AUFGABE -
Schreibe die Erzählung über die Radtour auf Mallorca im Anschluss an ihren letzten Satz weiter.

LESETEXT -
Es geht weiter, nur weiß keiner, wohin. Auf Brägels "Generalkarte Spanien" ist Mallorca so groß wie ein Daumennagel. Beim Versuch, auf einer Finca nach dem Weg zu fragen, wird er beinahe von zwei Dobermännern zerrissen. Später erfahren wir, dass dort ein mittelmäßig berühmter Zuhälter aus St. Pauli wohnt. Wir drehen um, kommen nach einer halben Stunde wieder an die Kreuzung und fahren dem Schild nach Richtung Formentor. Nach drei Kilometern hat Susanne einen Platten. "Wir warten, bis du fertig bist", sagt Brägel gönnerhaft, aber Susi jammert: "Ich kann das nicht." Brägel auch nicht, weshalb er am Schlauch herumwurschtelt, bis wir ihm helfen. Wir sind jetzt zwei Stunden unterwegs. Unseren Fatburning Puls haben wir etwa fünf Minuten gehalten.

Kurz danach beginnt es zu regnen. "Weiter", bellt Brägel. Wir kommen an einem Restaurant vorbei, in dem die Rollergruppe aus unserem Camp (24er Schnitt) eingekehrt ist. Allerdings sind die schon auf dem Rückweg. "Am Cap gibt's auch ein Cafe", raunzt Brägel und fährt weiter. Am Cap gibt es eine Imbissbude, und die ist zu. Susi wird böse und beleidigt Brägel, der mit einem "Pedalschlampe, bucklige" kontert. Die Amis lachen, der Rest schweigt.

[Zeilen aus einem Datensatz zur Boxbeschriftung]
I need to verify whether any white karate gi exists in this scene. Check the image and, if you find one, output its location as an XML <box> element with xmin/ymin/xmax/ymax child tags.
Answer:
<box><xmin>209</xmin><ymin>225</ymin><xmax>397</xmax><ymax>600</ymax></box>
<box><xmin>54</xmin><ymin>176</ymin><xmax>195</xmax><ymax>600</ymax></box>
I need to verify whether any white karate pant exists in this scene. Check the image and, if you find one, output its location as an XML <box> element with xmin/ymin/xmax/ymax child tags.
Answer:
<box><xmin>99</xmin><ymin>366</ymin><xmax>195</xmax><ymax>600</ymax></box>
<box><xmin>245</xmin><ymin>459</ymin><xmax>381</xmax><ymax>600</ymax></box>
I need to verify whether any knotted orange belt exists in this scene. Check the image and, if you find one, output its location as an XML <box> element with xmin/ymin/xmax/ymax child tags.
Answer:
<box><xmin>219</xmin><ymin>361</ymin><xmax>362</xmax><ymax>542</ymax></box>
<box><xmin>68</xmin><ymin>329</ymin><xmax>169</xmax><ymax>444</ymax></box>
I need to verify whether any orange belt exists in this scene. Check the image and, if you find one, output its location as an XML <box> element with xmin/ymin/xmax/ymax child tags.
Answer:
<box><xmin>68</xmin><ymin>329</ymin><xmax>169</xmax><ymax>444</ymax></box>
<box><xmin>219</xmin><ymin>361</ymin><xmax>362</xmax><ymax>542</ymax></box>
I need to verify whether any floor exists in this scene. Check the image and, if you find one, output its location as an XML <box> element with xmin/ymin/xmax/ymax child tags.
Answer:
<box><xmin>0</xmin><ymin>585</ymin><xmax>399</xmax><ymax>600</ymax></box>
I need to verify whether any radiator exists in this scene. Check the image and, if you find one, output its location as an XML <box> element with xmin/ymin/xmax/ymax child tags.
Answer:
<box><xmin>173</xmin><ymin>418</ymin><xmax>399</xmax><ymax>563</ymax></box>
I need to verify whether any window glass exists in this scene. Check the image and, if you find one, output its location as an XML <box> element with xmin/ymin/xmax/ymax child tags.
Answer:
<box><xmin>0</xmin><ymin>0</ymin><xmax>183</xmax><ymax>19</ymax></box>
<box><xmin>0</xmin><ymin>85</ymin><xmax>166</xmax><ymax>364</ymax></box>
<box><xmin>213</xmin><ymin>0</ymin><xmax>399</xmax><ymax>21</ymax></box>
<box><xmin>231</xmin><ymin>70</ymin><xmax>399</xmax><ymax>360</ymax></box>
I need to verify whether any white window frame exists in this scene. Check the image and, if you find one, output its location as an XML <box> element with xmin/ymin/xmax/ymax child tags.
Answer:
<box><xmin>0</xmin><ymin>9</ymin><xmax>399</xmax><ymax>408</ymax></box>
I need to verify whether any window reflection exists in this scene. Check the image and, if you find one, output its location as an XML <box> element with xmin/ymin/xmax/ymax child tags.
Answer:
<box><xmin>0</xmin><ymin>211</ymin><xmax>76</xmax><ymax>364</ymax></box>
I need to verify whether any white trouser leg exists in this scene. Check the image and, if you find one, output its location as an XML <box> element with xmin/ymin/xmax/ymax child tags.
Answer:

ANTWORT -
Auf dem Heimweg versucht sich Kevin als Radlehrer, korrigiert Trittfrequenz und Sitzhöhen und erhellt uns mit Fachkommentaren wie: "Mehr über dem Lager sitzen", oder "Ellenbogen tiefer bei Nasenatmung". Uns reicht's. Es ist kalt, windig, und wir haben noch 25 Kilometer vor uns. Also setzen wir uns an die Spitze und treiben den Schnitt und den Puls hoch schließlich hockt der Hund im Hotel und muss endlich Gassi. Wir fahren einen lockeren 30er, die anderen folgen erfreut, Brägel und die Krankenschwester müssen abreißen lassen. "Sehen wir uns heute abend, Kevin?", flötet Hanni trotz 25 Ehejahren später im Radkeller. "Sure", nuschelt Brägel und klappert mit den Augendeckeln. Leider kam es nicht zum Rendezvous. Die "Pedalschlampe" hatte sich beschwert. Kevin wurde gefeuert und musste noch am Abend sein Zimmer räumen.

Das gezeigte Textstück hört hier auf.